• [WORK ORDER] Retype the data below in full, keeping every character as it is.

** Opening EXTRACTED DATA block **

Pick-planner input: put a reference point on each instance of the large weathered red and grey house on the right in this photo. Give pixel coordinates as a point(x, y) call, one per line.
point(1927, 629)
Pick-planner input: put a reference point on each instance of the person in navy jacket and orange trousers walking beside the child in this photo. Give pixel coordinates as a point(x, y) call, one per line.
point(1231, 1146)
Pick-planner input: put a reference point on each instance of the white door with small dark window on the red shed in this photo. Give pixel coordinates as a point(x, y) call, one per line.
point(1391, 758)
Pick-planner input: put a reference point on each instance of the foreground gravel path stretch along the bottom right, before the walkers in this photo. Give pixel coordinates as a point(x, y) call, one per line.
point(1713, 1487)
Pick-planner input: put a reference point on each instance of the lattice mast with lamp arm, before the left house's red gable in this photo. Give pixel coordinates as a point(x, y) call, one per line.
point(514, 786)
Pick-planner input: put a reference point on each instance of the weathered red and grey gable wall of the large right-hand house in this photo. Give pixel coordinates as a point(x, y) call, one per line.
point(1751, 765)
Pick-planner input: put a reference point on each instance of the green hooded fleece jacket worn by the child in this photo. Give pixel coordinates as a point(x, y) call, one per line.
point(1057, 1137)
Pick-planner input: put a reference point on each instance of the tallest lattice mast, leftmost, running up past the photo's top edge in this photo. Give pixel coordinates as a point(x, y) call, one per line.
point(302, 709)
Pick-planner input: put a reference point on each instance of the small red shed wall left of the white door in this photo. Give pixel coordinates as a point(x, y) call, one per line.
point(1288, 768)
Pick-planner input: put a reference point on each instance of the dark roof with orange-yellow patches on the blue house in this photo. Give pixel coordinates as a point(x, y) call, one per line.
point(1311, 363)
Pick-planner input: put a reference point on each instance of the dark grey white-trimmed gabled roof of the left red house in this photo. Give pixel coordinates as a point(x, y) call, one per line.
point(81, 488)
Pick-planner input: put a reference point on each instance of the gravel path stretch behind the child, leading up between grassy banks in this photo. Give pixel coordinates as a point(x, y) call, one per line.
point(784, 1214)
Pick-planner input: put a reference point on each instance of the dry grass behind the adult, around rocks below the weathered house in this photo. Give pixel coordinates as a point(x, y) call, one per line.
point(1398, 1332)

** Closing EXTRACTED DATA block **

• [PROBLEM SOLUTION]
Pick-planner input: put a reference point on each instance of the large weathered red and grey house on the right in this photo. Give pixel coordinates as a point(x, y) call, one per line.
point(1927, 629)
Pick-planner input: put a reference point on each instance of the person in navy jacket and orange trousers walking beside the child in this photo. Give pixel coordinates as a point(x, y) call, one per line.
point(1231, 1146)
Pick-planner input: put a reference point on each instance of the white door with small dark window on the red shed in this photo. Give pixel coordinates as a point(x, y) call, one per line.
point(1391, 758)
Pick-planner input: put a reference point on each instance of the foreground gravel path stretch along the bottom right, before the walkers in this photo. Give pixel coordinates as a point(x, y) call, one per line.
point(1713, 1487)
Pick-planner input: put a reference point on each instance of the lattice mast with lamp arm, before the left house's red gable in this photo. Give pixel coordinates as a point(x, y) call, one per line.
point(514, 786)
Pick-planner input: put a reference point on each instance of the weathered red and grey gable wall of the large right-hand house in this photo. Give pixel coordinates as a point(x, y) call, one per line.
point(1751, 765)
Pick-planner input: put a reference point on each instance of the green hooded fleece jacket worn by the child in this photo. Give pixel coordinates as a point(x, y) call, one per line.
point(1057, 1137)
Pick-planner input: put a reference point on each instance of the tallest lattice mast, leftmost, running up past the photo's top edge in this photo. Give pixel coordinates as a point(x, y) call, one per line.
point(302, 709)
Pick-planner input: put a reference point on each instance of the small red shed wall left of the white door in this photo. Give pixel coordinates as a point(x, y) call, one per line.
point(1288, 768)
Pick-planner input: put a reference point on each instance of the dark roof with orange-yellow patches on the blue house in this photo. Give pixel coordinates as a point(x, y) call, one per line.
point(1311, 363)
Pick-planner input: put a reference point on each instance of the dark grey white-trimmed gabled roof of the left red house in this photo. Give pixel coordinates as a point(x, y) call, one per line.
point(81, 488)
Pick-planner input: put a reference point on each instance of the gravel path stretch behind the child, leading up between grassy banks in this photo. Give pixel coordinates as a point(x, y) call, one per line.
point(784, 1214)
Pick-planner input: put a reference point on each instance of the dry grass behind the adult, around rocks below the weathered house in this photo. Give pixel coordinates as a point(x, y) call, one per line.
point(1398, 1332)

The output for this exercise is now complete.